**Activity:** Among the records, find the lines that hold the string "written" and return them.

**Input material:**
____
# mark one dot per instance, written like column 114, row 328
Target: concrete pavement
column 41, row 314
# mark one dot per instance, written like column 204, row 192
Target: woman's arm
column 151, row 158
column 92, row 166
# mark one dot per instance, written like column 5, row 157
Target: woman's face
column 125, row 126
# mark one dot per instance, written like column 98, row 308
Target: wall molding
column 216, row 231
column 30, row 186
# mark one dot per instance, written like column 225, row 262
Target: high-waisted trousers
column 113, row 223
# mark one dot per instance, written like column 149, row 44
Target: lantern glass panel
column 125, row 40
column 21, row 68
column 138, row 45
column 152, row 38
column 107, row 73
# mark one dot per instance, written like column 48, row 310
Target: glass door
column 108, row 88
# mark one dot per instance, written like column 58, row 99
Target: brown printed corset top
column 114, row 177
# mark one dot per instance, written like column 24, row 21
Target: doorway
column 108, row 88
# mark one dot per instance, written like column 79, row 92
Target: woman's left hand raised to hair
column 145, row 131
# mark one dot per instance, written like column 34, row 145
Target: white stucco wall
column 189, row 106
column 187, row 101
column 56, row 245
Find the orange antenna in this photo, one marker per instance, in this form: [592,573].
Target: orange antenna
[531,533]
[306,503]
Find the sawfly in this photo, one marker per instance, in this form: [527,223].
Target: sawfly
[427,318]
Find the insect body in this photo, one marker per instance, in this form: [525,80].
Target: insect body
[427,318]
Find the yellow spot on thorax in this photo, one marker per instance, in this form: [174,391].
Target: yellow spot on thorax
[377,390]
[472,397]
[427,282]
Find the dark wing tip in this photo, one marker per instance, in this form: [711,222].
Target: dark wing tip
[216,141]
____
**Output below:**
# mark one dot per instance, written like column 114, row 328
# mark one dot per instance, written like column 204, row 192
# mark one dot per instance, written like column 5, row 157
# mark one dot per instance, written like column 98, row 308
# mark one dot per instance, written like column 225, row 262
# mark one dot per instance, written like column 149, row 44
# mark one dot per instance, written like column 48, row 310
# mark one dot per instance, written like column 58, row 99
# mark one dot per instance, written like column 24, row 21
# mark one dot per instance, written like column 79, row 92
# mark one dot per instance, written like column 34, row 145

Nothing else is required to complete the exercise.